§ **Image object location entries**:
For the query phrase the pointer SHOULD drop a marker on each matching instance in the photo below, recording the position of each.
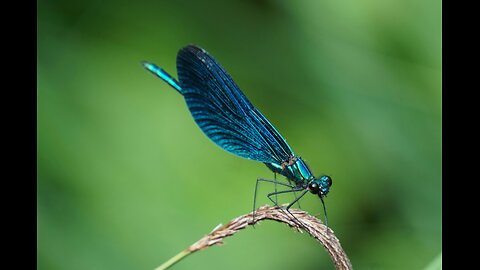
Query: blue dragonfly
(227, 117)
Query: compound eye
(313, 187)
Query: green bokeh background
(126, 179)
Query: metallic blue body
(227, 117)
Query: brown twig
(303, 221)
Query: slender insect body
(227, 117)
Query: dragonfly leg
(275, 184)
(288, 191)
(294, 194)
(256, 188)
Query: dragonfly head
(320, 186)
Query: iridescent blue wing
(223, 112)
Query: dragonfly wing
(224, 113)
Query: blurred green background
(126, 179)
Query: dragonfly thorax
(294, 169)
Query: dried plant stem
(304, 221)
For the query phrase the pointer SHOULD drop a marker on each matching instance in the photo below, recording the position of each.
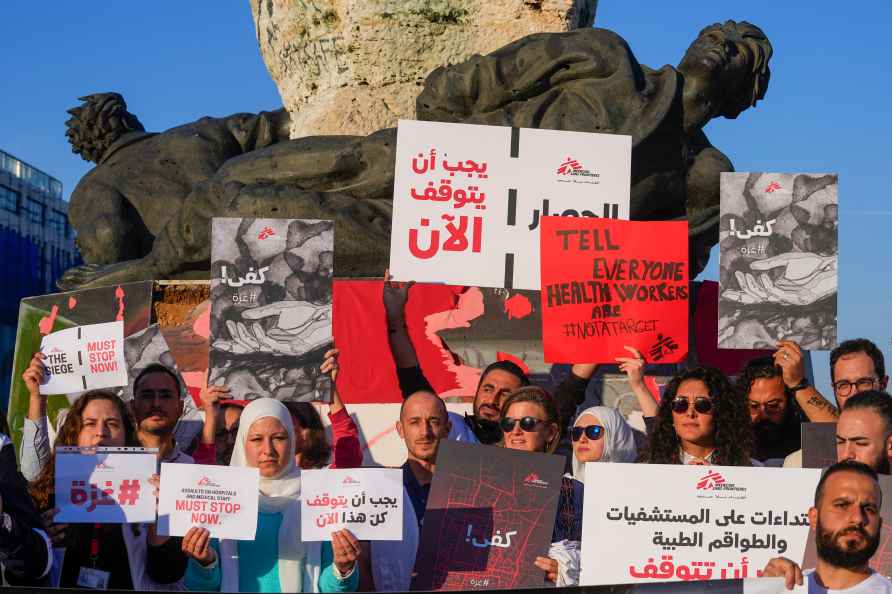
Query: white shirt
(875, 584)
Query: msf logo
(569, 166)
(533, 480)
(710, 481)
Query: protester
(312, 447)
(855, 366)
(132, 557)
(276, 560)
(496, 381)
(26, 554)
(846, 519)
(157, 406)
(531, 423)
(864, 430)
(601, 434)
(422, 424)
(779, 400)
(701, 420)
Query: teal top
(258, 569)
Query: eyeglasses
(844, 388)
(772, 406)
(591, 431)
(526, 424)
(702, 405)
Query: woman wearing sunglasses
(530, 422)
(701, 420)
(601, 434)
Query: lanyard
(94, 544)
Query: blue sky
(175, 61)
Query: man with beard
(496, 381)
(423, 422)
(847, 522)
(779, 399)
(157, 405)
(864, 430)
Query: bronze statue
(586, 80)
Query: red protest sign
(607, 284)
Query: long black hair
(733, 433)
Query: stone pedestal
(356, 66)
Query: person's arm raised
(633, 367)
(789, 358)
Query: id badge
(95, 579)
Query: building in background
(36, 246)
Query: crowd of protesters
(702, 417)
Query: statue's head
(727, 68)
(95, 125)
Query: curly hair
(315, 451)
(99, 122)
(43, 487)
(759, 368)
(539, 396)
(733, 433)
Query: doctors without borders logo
(571, 170)
(533, 480)
(713, 484)
(206, 482)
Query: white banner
(366, 501)
(702, 523)
(468, 200)
(105, 485)
(222, 499)
(84, 358)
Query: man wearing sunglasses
(779, 400)
(856, 366)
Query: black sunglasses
(591, 431)
(702, 405)
(526, 423)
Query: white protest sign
(366, 501)
(702, 523)
(222, 499)
(105, 485)
(87, 357)
(468, 200)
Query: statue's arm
(108, 228)
(519, 71)
(256, 131)
(706, 166)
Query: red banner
(607, 284)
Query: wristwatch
(800, 386)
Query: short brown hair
(42, 489)
(539, 396)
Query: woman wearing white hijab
(276, 560)
(601, 434)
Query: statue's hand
(807, 278)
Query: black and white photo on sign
(271, 288)
(779, 268)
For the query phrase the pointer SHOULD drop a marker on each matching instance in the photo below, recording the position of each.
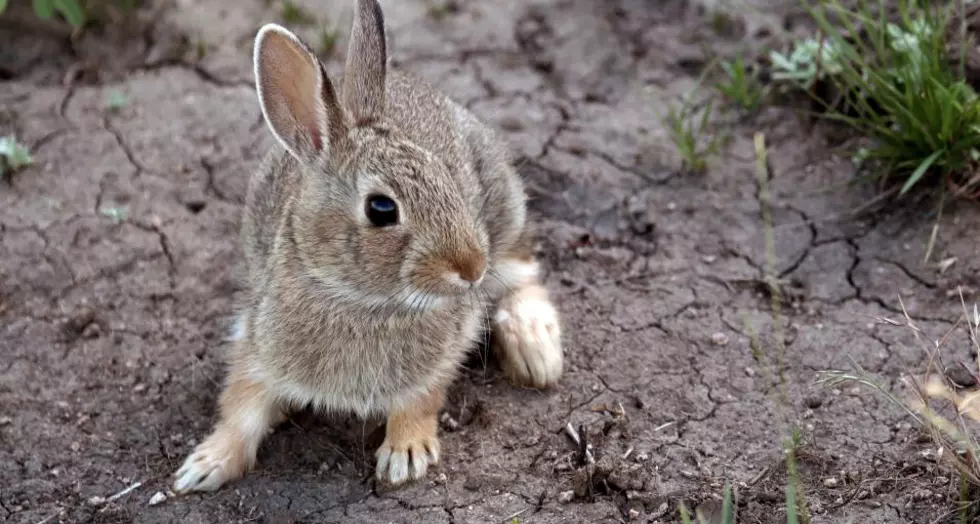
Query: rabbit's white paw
(527, 335)
(406, 460)
(213, 463)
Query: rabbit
(380, 239)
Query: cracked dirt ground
(119, 263)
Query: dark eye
(381, 211)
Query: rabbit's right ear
(297, 98)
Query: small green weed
(741, 86)
(13, 156)
(690, 135)
(75, 12)
(897, 87)
(292, 13)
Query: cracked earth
(119, 265)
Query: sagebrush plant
(741, 85)
(896, 85)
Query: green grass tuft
(740, 86)
(13, 156)
(294, 14)
(896, 85)
(691, 135)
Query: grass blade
(72, 12)
(727, 511)
(919, 171)
(44, 9)
(791, 517)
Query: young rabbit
(377, 240)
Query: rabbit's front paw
(527, 335)
(409, 459)
(214, 462)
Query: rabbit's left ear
(367, 64)
(296, 96)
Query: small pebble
(960, 376)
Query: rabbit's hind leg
(527, 328)
(247, 413)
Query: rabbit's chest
(373, 368)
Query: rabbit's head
(377, 219)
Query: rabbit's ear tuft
(297, 98)
(367, 64)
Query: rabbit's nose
(471, 268)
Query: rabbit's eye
(381, 211)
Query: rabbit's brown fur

§ **Given request**:
Reproduce verbatim the lines of the data above, from the line containing "Query: statue's hand" through the end of the data, inclusive. Omit any pictures from the output.

§ **Task answer**:
Query: statue's hand
(807, 278)
Query: black and white photo on sign
(271, 288)
(779, 268)
For the query phrase the pointer SHOULD drop a marker on each matching instance in the photo below, recording the position of each.
Query: rabbit's white paw
(527, 335)
(406, 460)
(213, 463)
Query: rabbit
(380, 239)
Query: cracked dirt ground
(119, 263)
Query: dark eye
(381, 211)
Query: rabbit's right ear
(297, 98)
Query: small green weed
(741, 86)
(13, 156)
(690, 135)
(75, 12)
(897, 87)
(292, 13)
Query: cracked earth
(119, 265)
Query: sagebrush plant
(741, 85)
(896, 85)
Query: green grass tuft
(740, 86)
(13, 156)
(294, 14)
(896, 85)
(691, 135)
Query: grass blade
(72, 12)
(727, 511)
(919, 171)
(44, 9)
(791, 517)
Query: young rabbit
(377, 240)
Query: rabbit's front paw
(527, 335)
(409, 459)
(214, 462)
Query: rabbit's left ear
(367, 64)
(296, 96)
Query: small pebble
(960, 376)
Query: rabbit's hind leg
(527, 328)
(247, 413)
Query: rabbit's chest
(373, 368)
Query: rabbit's head
(377, 219)
Query: rabbit's ear tuft
(297, 98)
(367, 64)
Query: rabbit's nose
(471, 268)
Query: rabbit's eye
(381, 211)
Query: rabbit's brown fur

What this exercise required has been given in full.